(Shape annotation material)
----------
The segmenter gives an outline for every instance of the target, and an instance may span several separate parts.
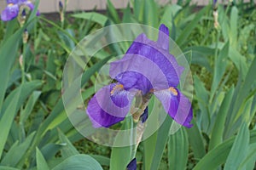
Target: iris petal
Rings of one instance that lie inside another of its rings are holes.
[[[125,89],[139,89],[143,94],[152,88],[168,88],[168,79],[160,65],[138,54],[125,54],[125,58],[110,64],[110,76],[124,84]]]
[[[8,5],[1,14],[1,20],[8,21],[15,19],[19,14],[19,6],[17,4]]]
[[[178,124],[191,128],[193,111],[189,99],[177,88],[154,92],[155,96],[162,103],[165,110]]]
[[[7,4],[9,4],[9,3],[13,3],[13,4],[16,4],[18,3],[18,0],[7,0],[6,3]]]
[[[29,7],[30,10],[33,10],[34,9],[34,4],[30,2],[30,1],[26,1],[23,3],[23,4],[25,4],[26,6]]]
[[[161,25],[160,27],[159,38],[157,42],[149,40],[145,34],[139,35],[132,42],[124,58],[111,64],[110,76],[125,84],[125,86],[131,84],[131,82],[135,82],[133,88],[147,87],[148,89],[146,90],[145,88],[141,89],[142,88],[139,89],[148,92],[149,84],[153,84],[152,82],[148,82],[148,79],[157,78],[155,76],[158,75],[158,72],[161,71],[165,75],[165,80],[167,81],[168,86],[177,87],[179,83],[178,77],[181,76],[183,68],[178,65],[174,56],[169,53],[168,34],[168,28],[164,25]],[[151,66],[147,65],[146,63],[138,63],[136,61],[137,56],[143,57],[154,62],[156,65],[158,65],[158,71],[153,71]],[[142,81],[143,78],[141,76],[141,75],[138,75],[137,73],[129,73],[129,75],[125,76],[127,71],[118,72],[119,75],[117,75],[116,71],[125,71],[124,62],[131,60],[132,60],[134,62],[131,67],[135,67],[135,65],[137,65],[138,67],[135,71],[141,71],[139,67],[147,70],[147,71],[152,74],[150,78],[147,77],[148,80],[144,78],[144,80]],[[115,76],[113,75],[115,75]],[[158,82],[160,82],[160,81]]]
[[[127,170],[136,170],[137,169],[137,160],[134,158],[131,162],[127,165]]]
[[[108,128],[123,121],[129,112],[134,95],[113,83],[101,88],[90,100],[87,114],[94,128]]]

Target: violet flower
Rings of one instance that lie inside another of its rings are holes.
[[[102,88],[89,101],[86,112],[93,127],[108,128],[123,121],[137,94],[143,96],[138,117],[148,114],[148,100],[154,94],[175,122],[191,128],[191,103],[177,88],[183,71],[169,53],[169,30],[165,25],[156,42],[139,35],[125,56],[110,64],[110,76],[117,82]]]
[[[34,5],[28,0],[7,0],[7,7],[1,14],[1,20],[3,21],[12,20],[19,15],[20,7],[34,9]],[[39,13],[37,13],[39,15]]]

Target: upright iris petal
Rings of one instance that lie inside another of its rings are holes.
[[[133,118],[139,116],[142,122],[147,120],[145,105],[154,94],[174,121],[192,127],[191,103],[177,88],[183,68],[169,53],[169,30],[161,25],[156,42],[141,34],[121,60],[110,64],[110,76],[118,83],[103,87],[88,104],[87,114],[95,128],[109,127],[124,120],[135,93],[142,94],[143,103],[141,113],[131,113]]]
[[[137,160],[134,158],[131,162],[127,165],[127,170],[136,170],[137,169]]]
[[[7,0],[7,7],[1,14],[1,20],[3,21],[8,21],[14,20],[19,14],[20,10],[23,10],[22,6],[26,6],[30,8],[30,10],[34,9],[34,5],[31,1],[28,0]],[[39,12],[37,12],[37,15],[39,15]]]

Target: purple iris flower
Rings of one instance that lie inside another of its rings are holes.
[[[137,169],[137,161],[136,158],[131,160],[131,162],[127,165],[126,170],[136,170]]]
[[[34,9],[34,5],[31,1],[28,0],[7,0],[7,7],[1,14],[1,20],[8,21],[14,20],[19,14],[19,11],[21,6],[26,6],[30,10]],[[37,13],[38,15],[39,13]]]
[[[177,88],[183,71],[169,53],[169,30],[165,25],[160,26],[156,42],[139,35],[125,56],[110,64],[110,76],[117,82],[102,88],[89,101],[86,112],[93,127],[108,128],[123,121],[138,94],[145,104],[139,115],[143,122],[147,104],[154,94],[175,122],[191,128],[191,103]]]

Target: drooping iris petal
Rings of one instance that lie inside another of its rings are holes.
[[[17,4],[9,4],[1,14],[1,20],[8,21],[15,19],[19,14],[19,6]]]
[[[165,110],[178,124],[191,128],[193,111],[189,99],[177,88],[155,91],[154,95],[162,103]]]
[[[121,86],[113,83],[103,87],[88,103],[87,114],[94,128],[108,128],[125,119],[134,94]]]
[[[134,158],[131,162],[127,165],[127,170],[137,170],[137,160]]]
[[[140,120],[141,122],[143,123],[147,121],[148,116],[148,106],[146,107],[146,109],[144,110],[143,114],[140,116]]]

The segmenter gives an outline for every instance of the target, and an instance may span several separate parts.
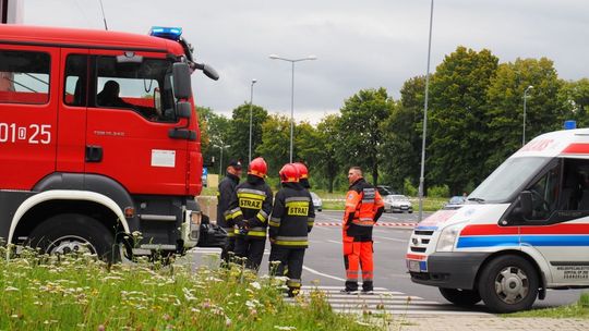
----------
» What is required
Copy the material above word for word, from the first line to the last, leaving out the pictures.

» Solved exercise
The segmenter gives an outline for every instance of the target, and an instance may span several separate parts.
Target: iris petal
Rings of one instance that lie inside another of its rings are holes.
[[[125,89],[139,89],[143,94],[152,88],[168,88],[168,79],[160,65],[138,54],[125,54],[125,58],[110,64],[110,76],[124,84]]]
[[[8,5],[1,14],[1,20],[8,21],[15,19],[19,14],[19,6],[17,4]]]
[[[178,124],[191,128],[193,111],[189,99],[177,88],[154,92],[155,96],[162,103],[165,110]]]
[[[7,4],[9,4],[9,3],[13,3],[13,4],[16,4],[18,3],[18,0],[7,0],[6,3]]]
[[[29,7],[30,10],[33,10],[34,9],[34,4],[30,2],[30,1],[26,1],[23,3],[23,4],[25,4],[26,6]]]
[[[161,25],[160,27],[159,38],[157,42],[149,40],[145,34],[139,35],[132,42],[124,58],[111,64],[110,76],[125,84],[125,86],[131,84],[131,82],[135,82],[133,88],[147,87],[148,89],[146,90],[145,88],[141,89],[142,88],[139,89],[148,92],[149,84],[153,84],[152,82],[148,82],[148,79],[157,78],[155,76],[158,75],[158,72],[161,71],[165,75],[165,80],[167,81],[168,86],[177,87],[179,83],[178,77],[181,76],[183,68],[178,65],[174,56],[169,53],[168,34],[168,28],[164,25]],[[151,66],[147,65],[146,63],[138,63],[136,61],[137,56],[143,57],[154,62],[156,65],[158,65],[158,71],[153,71]],[[142,81],[143,78],[141,76],[141,75],[138,75],[137,73],[129,73],[129,75],[125,76],[127,71],[118,72],[119,75],[117,75],[116,71],[125,71],[124,62],[131,60],[132,60],[134,62],[131,67],[135,67],[135,65],[137,65],[138,67],[135,71],[141,71],[139,67],[147,70],[147,71],[152,74],[150,78],[147,77],[148,80],[144,78],[144,80]],[[115,76],[113,75],[115,75]],[[158,82],[160,82],[160,81]]]
[[[127,170],[136,170],[137,169],[137,160],[134,158],[131,162],[127,165]]]
[[[108,128],[123,121],[129,112],[134,95],[113,83],[101,88],[90,100],[87,114],[94,128]]]

Target: violet flower
Rings of one instance that lie inside another of its rings are holes.
[[[102,88],[89,101],[86,112],[93,127],[108,128],[123,121],[137,94],[143,96],[138,117],[148,114],[148,100],[154,94],[175,122],[191,128],[191,103],[177,88],[183,71],[169,53],[169,30],[165,25],[156,42],[139,35],[125,56],[110,64],[110,76],[117,82]]]
[[[34,5],[28,0],[7,0],[7,7],[1,14],[1,20],[3,21],[12,20],[19,15],[20,7],[34,9]],[[39,13],[37,13],[39,15]]]

Target: upright iris petal
Rings of one instance that lie inside another of its rings are holes.
[[[133,118],[139,116],[142,122],[147,120],[145,105],[154,94],[174,121],[192,127],[191,103],[177,88],[183,68],[169,53],[169,30],[161,25],[156,42],[141,34],[121,60],[110,64],[110,76],[118,83],[103,87],[88,104],[87,114],[95,128],[109,127],[124,120],[135,93],[142,94],[143,103],[141,113],[131,113]]]
[[[137,160],[134,158],[131,162],[127,165],[127,170],[136,170],[137,169]]]
[[[7,0],[7,7],[1,14],[1,20],[3,21],[8,21],[14,20],[19,14],[20,10],[23,10],[22,6],[26,6],[30,8],[30,10],[34,9],[34,5],[31,1],[28,0]],[[39,12],[37,12],[37,15],[39,15]]]

Target: purple iris flower
Rings of one instance that lie inside another of its rings are holes.
[[[137,169],[137,161],[136,158],[131,160],[131,162],[127,165],[126,170],[136,170]]]
[[[34,9],[34,5],[31,1],[28,0],[7,0],[7,7],[1,14],[1,20],[8,21],[14,20],[19,14],[19,11],[21,6],[26,6],[30,10]],[[37,13],[38,15],[39,13]]]
[[[177,88],[183,71],[169,53],[169,30],[165,25],[160,26],[156,42],[139,35],[125,56],[110,64],[110,76],[117,82],[102,88],[89,101],[86,112],[93,127],[108,128],[123,121],[138,94],[145,104],[139,115],[143,122],[147,104],[154,94],[175,122],[191,128],[191,103]]]

Target: drooping iris petal
Rings of one instance that lie inside another of its rings are holes.
[[[17,4],[9,4],[1,14],[1,20],[8,21],[15,19],[19,14],[19,6]]]
[[[165,110],[178,124],[191,128],[193,111],[189,99],[177,88],[155,91],[154,95],[162,103]]]
[[[121,86],[113,83],[103,87],[88,103],[87,114],[94,128],[108,128],[125,119],[134,94]]]
[[[134,158],[131,162],[127,165],[127,170],[137,170],[137,160]]]
[[[140,120],[141,122],[143,123],[147,121],[148,116],[148,106],[146,107],[146,109],[144,110],[143,114],[140,116]]]

The segmenter gives an outline for every instance of the target, and an instance may span several separate parts.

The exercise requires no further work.